**ABOUT THIS TASK**
A line below contains "positive clicks: (236, 164)", and a later one contains "negative clicks: (329, 200)". Repeat both, with every line between them, exactly.

(Stored records)
==============================

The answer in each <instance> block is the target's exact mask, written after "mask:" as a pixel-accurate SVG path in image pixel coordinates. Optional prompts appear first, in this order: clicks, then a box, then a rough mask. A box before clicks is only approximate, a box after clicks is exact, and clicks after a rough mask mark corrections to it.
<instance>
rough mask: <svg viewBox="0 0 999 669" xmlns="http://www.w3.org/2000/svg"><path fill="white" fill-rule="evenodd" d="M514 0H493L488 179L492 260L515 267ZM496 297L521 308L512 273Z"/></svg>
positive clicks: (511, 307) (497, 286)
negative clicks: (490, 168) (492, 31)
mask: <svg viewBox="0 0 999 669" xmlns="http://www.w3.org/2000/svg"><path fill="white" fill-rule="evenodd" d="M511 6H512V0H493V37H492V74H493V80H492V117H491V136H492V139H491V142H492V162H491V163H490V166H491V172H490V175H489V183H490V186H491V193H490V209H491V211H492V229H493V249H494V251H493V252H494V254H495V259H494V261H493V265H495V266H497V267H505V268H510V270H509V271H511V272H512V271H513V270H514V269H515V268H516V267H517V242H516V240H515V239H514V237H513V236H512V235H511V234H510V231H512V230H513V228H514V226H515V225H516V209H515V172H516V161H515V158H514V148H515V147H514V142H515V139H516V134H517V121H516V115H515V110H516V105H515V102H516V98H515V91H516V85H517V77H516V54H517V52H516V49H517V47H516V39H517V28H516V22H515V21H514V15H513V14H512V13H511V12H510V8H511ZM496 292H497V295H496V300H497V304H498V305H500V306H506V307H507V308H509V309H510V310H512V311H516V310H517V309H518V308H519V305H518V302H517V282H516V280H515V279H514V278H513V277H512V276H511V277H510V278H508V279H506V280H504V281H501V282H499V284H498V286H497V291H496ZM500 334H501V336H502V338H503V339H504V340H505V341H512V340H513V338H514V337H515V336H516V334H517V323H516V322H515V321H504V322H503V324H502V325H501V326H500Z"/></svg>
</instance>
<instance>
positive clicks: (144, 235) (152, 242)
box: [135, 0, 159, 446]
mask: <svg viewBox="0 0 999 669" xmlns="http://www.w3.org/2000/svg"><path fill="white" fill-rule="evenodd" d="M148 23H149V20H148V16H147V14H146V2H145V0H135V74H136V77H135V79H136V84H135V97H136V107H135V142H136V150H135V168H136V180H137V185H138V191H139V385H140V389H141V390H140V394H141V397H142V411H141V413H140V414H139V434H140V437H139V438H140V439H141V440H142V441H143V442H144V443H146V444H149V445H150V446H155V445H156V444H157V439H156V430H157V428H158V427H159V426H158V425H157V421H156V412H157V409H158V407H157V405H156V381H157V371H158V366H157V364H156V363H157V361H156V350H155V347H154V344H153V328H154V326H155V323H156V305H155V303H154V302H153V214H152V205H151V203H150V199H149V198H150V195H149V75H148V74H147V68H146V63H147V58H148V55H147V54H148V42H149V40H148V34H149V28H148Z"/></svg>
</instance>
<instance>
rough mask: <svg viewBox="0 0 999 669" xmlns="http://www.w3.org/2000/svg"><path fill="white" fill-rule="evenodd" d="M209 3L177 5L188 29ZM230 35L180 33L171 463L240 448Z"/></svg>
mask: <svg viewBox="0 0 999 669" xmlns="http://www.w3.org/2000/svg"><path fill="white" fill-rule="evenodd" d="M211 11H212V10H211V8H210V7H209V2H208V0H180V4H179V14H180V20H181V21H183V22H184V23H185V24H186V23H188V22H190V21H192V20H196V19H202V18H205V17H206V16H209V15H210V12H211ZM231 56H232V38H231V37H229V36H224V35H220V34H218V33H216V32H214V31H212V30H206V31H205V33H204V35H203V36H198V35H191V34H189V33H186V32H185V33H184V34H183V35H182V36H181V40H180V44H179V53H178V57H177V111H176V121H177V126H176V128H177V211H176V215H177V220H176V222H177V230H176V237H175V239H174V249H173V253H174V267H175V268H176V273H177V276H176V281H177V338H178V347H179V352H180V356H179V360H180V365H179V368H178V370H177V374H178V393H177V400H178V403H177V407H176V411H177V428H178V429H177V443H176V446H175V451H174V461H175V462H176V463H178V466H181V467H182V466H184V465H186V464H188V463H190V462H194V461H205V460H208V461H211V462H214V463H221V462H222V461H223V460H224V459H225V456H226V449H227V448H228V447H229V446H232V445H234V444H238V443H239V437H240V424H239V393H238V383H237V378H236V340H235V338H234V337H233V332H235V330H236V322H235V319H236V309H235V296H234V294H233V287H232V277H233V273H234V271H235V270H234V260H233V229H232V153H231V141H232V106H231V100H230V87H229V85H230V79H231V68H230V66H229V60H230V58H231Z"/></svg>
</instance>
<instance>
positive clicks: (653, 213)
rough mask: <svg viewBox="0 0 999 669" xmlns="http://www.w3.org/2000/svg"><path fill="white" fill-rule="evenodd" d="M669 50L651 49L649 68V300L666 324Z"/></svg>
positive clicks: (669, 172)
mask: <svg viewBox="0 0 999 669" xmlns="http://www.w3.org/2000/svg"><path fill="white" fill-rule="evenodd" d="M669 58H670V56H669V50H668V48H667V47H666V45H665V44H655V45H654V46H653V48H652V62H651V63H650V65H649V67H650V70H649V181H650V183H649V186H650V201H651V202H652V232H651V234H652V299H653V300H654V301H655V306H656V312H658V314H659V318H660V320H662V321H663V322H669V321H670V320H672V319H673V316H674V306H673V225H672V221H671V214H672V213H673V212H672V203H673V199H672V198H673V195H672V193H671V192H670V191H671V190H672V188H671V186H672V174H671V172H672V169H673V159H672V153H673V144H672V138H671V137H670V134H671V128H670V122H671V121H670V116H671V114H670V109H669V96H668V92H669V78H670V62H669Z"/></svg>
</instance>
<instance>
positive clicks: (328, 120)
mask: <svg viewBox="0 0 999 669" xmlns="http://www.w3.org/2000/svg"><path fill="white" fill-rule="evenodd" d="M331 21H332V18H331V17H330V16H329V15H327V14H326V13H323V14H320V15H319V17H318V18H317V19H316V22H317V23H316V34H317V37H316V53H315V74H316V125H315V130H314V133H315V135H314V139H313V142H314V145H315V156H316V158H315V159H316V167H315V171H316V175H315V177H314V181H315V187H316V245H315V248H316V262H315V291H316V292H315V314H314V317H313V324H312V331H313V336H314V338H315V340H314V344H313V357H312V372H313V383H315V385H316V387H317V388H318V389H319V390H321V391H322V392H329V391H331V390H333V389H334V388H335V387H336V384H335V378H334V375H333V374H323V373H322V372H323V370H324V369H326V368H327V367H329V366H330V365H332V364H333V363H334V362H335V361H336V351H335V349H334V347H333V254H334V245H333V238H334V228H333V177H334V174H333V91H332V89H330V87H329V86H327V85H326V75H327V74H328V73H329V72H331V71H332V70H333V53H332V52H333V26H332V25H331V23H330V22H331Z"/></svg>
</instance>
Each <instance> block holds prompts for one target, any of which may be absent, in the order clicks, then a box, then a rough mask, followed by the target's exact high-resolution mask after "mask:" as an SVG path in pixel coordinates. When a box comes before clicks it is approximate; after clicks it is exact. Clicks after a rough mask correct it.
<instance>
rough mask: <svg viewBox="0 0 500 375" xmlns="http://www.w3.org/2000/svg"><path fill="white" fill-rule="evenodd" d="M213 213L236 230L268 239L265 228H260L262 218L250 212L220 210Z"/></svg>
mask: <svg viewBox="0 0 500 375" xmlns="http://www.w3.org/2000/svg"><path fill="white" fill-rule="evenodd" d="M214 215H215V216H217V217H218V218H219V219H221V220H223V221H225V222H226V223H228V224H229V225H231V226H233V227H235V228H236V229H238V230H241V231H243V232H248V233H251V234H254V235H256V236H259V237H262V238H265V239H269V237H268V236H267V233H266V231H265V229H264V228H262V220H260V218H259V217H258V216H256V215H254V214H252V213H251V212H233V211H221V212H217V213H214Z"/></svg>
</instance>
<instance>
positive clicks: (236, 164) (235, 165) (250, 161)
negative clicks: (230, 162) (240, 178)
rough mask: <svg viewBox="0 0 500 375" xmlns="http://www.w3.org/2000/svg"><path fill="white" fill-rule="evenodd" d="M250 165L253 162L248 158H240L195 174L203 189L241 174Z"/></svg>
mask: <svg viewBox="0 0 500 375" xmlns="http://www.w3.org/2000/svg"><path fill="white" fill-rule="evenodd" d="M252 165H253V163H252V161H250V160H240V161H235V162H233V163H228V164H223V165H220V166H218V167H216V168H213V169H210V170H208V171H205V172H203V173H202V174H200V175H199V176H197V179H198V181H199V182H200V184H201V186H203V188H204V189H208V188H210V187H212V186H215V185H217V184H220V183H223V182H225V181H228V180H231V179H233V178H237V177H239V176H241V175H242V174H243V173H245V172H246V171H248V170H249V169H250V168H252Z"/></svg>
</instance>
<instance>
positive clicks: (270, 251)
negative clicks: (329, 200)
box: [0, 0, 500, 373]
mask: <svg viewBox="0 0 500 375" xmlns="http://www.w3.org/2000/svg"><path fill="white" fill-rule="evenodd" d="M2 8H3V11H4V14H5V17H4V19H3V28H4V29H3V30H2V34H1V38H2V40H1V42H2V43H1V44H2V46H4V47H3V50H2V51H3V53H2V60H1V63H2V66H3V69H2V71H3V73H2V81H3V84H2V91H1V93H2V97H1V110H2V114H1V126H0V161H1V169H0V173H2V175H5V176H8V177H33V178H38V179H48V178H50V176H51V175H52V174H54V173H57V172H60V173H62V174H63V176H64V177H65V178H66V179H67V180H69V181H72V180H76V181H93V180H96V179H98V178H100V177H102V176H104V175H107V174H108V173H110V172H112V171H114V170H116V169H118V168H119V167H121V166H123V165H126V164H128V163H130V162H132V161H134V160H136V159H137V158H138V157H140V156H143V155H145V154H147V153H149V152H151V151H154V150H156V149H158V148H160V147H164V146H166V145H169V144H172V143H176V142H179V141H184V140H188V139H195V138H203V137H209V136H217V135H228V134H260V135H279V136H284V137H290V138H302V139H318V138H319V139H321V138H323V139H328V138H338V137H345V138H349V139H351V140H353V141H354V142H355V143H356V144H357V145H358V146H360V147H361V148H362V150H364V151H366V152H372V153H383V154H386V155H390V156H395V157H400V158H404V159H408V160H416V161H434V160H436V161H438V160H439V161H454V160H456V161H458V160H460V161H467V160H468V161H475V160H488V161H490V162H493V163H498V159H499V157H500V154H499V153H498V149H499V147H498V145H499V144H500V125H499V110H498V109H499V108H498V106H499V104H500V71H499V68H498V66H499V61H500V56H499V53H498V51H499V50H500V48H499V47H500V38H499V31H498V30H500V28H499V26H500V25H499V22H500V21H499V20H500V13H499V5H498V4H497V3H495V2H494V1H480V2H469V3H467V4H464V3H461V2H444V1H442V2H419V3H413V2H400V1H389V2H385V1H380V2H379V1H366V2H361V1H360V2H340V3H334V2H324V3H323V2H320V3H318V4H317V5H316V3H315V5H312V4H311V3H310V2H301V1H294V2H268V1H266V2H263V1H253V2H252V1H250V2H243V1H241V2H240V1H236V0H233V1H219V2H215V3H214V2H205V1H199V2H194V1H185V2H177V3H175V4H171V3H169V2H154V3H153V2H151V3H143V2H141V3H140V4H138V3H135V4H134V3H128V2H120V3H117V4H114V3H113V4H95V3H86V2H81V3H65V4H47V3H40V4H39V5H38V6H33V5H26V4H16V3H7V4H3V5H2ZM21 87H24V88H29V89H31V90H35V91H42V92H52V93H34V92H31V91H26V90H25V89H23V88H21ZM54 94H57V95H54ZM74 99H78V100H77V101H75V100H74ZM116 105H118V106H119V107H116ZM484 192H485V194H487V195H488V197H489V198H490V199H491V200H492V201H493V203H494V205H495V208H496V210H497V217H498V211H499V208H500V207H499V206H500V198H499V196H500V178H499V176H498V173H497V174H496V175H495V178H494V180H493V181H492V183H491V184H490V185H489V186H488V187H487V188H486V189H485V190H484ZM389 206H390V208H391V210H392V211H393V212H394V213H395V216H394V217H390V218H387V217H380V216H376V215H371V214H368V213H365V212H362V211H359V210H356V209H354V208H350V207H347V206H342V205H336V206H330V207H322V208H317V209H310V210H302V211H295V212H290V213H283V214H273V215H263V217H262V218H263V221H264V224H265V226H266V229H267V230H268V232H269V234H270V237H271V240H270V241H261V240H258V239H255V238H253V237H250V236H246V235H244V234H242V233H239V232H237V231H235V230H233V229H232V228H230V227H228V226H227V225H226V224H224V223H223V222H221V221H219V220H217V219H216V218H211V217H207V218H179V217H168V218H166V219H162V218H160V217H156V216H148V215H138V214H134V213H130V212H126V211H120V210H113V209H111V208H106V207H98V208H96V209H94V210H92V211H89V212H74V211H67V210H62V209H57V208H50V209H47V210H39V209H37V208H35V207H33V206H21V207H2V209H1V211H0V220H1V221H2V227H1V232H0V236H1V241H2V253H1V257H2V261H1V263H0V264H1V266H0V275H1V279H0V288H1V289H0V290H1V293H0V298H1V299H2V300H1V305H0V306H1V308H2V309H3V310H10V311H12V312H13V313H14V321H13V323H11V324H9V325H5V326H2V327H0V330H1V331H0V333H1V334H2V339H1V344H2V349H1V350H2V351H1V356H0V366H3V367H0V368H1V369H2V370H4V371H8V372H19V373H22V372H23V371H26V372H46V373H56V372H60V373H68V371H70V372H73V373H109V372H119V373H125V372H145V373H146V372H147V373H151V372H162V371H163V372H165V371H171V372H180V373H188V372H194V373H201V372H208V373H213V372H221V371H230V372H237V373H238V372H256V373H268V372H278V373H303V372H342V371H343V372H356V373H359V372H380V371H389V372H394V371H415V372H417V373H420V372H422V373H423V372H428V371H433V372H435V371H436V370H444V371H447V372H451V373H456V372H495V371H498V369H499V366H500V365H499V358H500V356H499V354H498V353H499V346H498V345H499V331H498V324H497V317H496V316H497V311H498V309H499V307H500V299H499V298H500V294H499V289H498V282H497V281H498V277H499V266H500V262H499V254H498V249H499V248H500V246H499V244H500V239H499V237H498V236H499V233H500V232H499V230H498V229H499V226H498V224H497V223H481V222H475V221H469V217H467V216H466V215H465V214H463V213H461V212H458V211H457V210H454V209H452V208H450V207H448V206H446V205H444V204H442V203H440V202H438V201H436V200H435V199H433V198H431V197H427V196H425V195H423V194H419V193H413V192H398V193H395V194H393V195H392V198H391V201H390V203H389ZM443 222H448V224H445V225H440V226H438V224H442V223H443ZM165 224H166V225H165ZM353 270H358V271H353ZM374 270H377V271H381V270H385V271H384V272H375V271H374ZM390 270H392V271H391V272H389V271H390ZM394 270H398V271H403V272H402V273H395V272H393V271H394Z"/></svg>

==============================

**RESPONSE**
positive clicks: (236, 164) (235, 165) (250, 161)
negative clicks: (230, 162) (240, 178)
rough mask: <svg viewBox="0 0 500 375" xmlns="http://www.w3.org/2000/svg"><path fill="white" fill-rule="evenodd" d="M250 165L253 162L248 158H240L195 174L203 189L241 174Z"/></svg>
mask: <svg viewBox="0 0 500 375" xmlns="http://www.w3.org/2000/svg"><path fill="white" fill-rule="evenodd" d="M252 165H253V163H252V161H250V160H240V161H235V162H233V163H228V164H223V165H220V166H218V167H216V168H213V169H210V170H208V171H205V172H203V173H202V174H200V175H199V176H197V179H198V181H199V182H200V184H201V186H203V188H204V189H208V188H210V187H212V186H215V185H217V184H220V183H223V182H225V181H228V180H231V179H233V178H237V177H239V176H241V175H242V174H243V173H245V172H246V171H248V170H249V169H250V168H252Z"/></svg>
</instance>
<instance>
positive clicks: (270, 251)
negative clicks: (329, 200)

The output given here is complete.